Records from a data source:
++++++++++
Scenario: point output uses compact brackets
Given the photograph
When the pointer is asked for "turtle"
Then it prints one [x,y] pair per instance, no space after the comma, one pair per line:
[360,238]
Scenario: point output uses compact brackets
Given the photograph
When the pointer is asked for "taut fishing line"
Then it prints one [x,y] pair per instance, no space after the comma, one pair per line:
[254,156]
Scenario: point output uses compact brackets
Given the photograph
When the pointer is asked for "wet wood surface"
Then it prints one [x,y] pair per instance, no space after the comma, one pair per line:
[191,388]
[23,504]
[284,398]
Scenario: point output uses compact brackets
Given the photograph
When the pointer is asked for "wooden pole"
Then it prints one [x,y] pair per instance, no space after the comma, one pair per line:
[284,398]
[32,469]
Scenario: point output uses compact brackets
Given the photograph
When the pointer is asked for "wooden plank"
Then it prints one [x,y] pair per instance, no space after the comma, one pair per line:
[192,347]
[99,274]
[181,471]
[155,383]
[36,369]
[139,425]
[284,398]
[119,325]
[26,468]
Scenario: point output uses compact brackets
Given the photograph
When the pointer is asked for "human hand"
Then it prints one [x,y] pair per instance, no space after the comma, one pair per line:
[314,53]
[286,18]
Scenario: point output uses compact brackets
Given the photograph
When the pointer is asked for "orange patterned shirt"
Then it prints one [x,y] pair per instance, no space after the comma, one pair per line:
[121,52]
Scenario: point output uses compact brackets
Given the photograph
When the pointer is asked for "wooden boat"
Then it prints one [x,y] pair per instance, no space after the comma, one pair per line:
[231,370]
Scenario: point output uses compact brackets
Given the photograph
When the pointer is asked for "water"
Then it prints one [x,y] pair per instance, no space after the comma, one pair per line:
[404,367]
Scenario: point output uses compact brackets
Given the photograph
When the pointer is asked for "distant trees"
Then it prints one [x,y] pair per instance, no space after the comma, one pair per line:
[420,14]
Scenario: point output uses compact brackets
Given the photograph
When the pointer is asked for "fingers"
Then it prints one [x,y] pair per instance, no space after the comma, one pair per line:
++++++++++
TASK DIRECTIONS: Repeat each entry exactly as it was given.

ANSWER TO THE PROBLEM:
Scenario: point output uses compact brackets
Given the photograph
When the pointer is asked for "turtle"
Then it prints one [x,y] pair per instance, no space after the comma, one pair per line:
[360,238]
Scenario: point output uses compact brackets
Given the photograph
When the pointer is asked for "taut fishing line"
Then it prints one [x,y] pair per instance, no space after the comma, one pair per line:
[254,156]
Scenario: point output uses compact brackets
Given the photograph
When the pointer is asked for "wet wood surface"
Then it prints one [x,y] pair per instance, no space after the comma, one pair per line:
[191,388]
[23,504]
[284,398]
Scenario: point output uses compact brackets
Given the photograph
When the pointer is asked for "wooden pole"
Then it prints one [x,y] pair per instance, no space after the comma, one pair per line:
[284,398]
[32,469]
Scenario: point output uses compact brackets
Given the photograph
When the pointer is asked for "wooden plank"
Then it prints one [x,y] pair per instance, no space after the comma, one pair per line:
[192,347]
[99,274]
[181,471]
[155,383]
[36,369]
[139,425]
[284,398]
[119,325]
[26,468]
Scenario: point output uses compact brackets
Given the photograph
When the pointer is asked for "human hand"
Then it prints one [x,y] pair per instance, no space after the comma, one pair per line:
[314,53]
[286,18]
Scenario: point output uses compact brackets
Given the photograph
When the pointer is asked for "orange patterned shirt"
Then it prints one [x,y] pair per instance, no space after the comma, one pair per line:
[121,52]
Scenario: point output uses compact brackets
Given the photograph
When the pointer is asked for "wooden boat"
Then it prints one [x,y] pair per instance, no space after the comma, one pair per line:
[231,370]
Scenario: point output uses compact brackets
Given the photograph
When the pointer is asked for "water"
Then it prints one [x,y] pair per instance, no space after the comma, one pair per line:
[404,367]
Scenario: point output uses compact brackets
Given the photograph
When the pointer is asked for "distant trees"
Then it prints one [x,y] pair per instance, no space after the comma, one pair per line:
[420,14]
Scenario: point output uses compact brackets
Given the photograph
When the pointer is asked for "fingers"
Then it prints one [x,y] pair per instance, no space after the comma, one pair per line:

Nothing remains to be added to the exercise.